How to build a consulting business you can love

Tomorrow, you have to fire every client you have.

Except one. Who makes the cut?

The first person who comes to mind is probably the one you should design your business around. Make them the target.

Nobody will notice the changes at first. But you will. You’ll slowly shift what you do and how you do it.

Maybe you’ll finesse your website copy. Or create a distinct audience page. Or offer a new service. Or tighten up your positioning.

Or maybe you’ll even start a separate website to try it out.

Whatever route you take, your business will slowly become more attractive to those people. Even subtle changes can have a big impact.

That’s how I ended up running a coworking consultancy. I went from serving “anyone”, to B2B services companies, and then eventually, to coworking spaces—always following my best clients and narrowing my focus along the way.

Your best clients may change over time. Your focus will adapt with those changes. That’s normal and healthy for your business.

Unless you’re making a serious pivot, focus on serving your best client(s) above all else.

It will put you in the best position possible to attract more like them—and if you’re lucky, actually love your own business.

June 9, 2021

The price of uncertainty

What do you do when you’re not sure about something?

If you’re like most people, you procrastinate. You put things off until you feel like you have more clarity.

You decide to “let it marinate”, as if inspiration will strike you at some later date.

And maybe it will. But usually not until it’s reached a point where the pain is too high or the opportunity costs accrued have become too great to keep ignoring it.

Uncertainty leads to inaction. And inaction has an opportunity cost.

It’s also stressful, which is a cost in itself.

The best way out of it is to take the smallest step possible. Then the next. Then the next.
┄┄┄┄┄┄┄┄┄┄┄┄┄┄┄┄┄┄┄┄
**WHAT IS ASKED**.
**A)** Answer these questions about the consulting-business text above, one line each, marked as the questions are:
(i) Which client does the text say you should probably design your business around?
(ii) What kind of business did the writer end up running?
(iii) According to the section on uncertainty, what does uncertainty lead to?
**B)** Put the lines of the records below into a JSON list of strings, one string per line and blank lines left out, from the line with "Task: find the large" through the end of the records.
┄┄┄┄┄┄┄┄┄┄┄┄┄┄┄┄┄┄┄┄
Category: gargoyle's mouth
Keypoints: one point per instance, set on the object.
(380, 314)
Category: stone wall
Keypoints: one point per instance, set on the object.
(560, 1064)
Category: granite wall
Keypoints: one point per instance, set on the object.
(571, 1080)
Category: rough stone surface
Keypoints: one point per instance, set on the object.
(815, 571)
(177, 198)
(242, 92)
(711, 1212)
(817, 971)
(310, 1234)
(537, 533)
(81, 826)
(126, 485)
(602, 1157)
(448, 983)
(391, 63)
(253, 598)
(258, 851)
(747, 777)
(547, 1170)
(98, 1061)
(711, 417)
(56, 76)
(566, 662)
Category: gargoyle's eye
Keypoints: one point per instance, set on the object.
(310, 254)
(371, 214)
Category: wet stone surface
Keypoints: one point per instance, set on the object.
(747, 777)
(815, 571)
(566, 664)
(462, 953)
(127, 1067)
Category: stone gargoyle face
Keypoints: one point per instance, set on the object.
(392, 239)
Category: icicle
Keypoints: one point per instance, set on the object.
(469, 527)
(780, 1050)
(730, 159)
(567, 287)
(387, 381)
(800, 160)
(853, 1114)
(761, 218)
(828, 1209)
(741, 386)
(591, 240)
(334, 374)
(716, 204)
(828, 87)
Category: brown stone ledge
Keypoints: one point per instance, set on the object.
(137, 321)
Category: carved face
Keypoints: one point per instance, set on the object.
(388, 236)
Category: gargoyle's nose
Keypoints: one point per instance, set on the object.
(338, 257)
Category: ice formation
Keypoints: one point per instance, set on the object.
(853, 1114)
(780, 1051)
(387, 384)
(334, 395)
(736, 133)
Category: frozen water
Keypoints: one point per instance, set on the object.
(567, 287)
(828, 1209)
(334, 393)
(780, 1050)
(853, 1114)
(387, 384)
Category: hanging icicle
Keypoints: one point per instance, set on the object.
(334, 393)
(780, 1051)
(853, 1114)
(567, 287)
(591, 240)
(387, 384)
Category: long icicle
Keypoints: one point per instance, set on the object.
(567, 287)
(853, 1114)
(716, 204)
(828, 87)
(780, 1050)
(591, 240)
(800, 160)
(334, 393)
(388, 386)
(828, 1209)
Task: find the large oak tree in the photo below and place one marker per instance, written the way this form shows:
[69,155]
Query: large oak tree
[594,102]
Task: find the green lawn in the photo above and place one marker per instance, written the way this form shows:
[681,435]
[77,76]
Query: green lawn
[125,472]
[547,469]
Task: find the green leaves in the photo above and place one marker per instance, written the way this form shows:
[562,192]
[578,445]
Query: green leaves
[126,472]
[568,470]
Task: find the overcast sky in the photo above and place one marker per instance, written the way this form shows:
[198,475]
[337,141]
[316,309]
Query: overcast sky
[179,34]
┄┄┄┄┄┄┄┄┄┄┄┄┄┄┄┄┄┄┄┄
**SOLVED TASKS**.
**A)**
(i) The first person who comes to mind when you imagine firing every client except one.
(ii) A coworking consultancy.
(iii) Inaction.

**B)**
[
  "Task: find the large oak tree in the photo below and place one marker per instance, written the way this form shows:",
  "[69,155]",
  "Query: large oak tree",
  "[594,102]",
  "Task: find the green lawn in the photo above and place one marker per instance, written the way this form shows:",
  "[681,435]",
  "[77,76]",
  "Query: green lawn",
  "[125,472]",
  "[547,469]",
  "Task: find the green leaves in the photo above and place one marker per instance, written the way this form shows:",
  "[562,192]",
  "[578,445]",
  "Query: green leaves",
  "[126,472]",
  "[568,470]",
  "Task: find the overcast sky in the photo above and place one marker per instance, written the way this form shows:",
  "[198,475]",
  "[337,141]",
  "[316,309]",
  "Query: overcast sky",
  "[179,34]"
]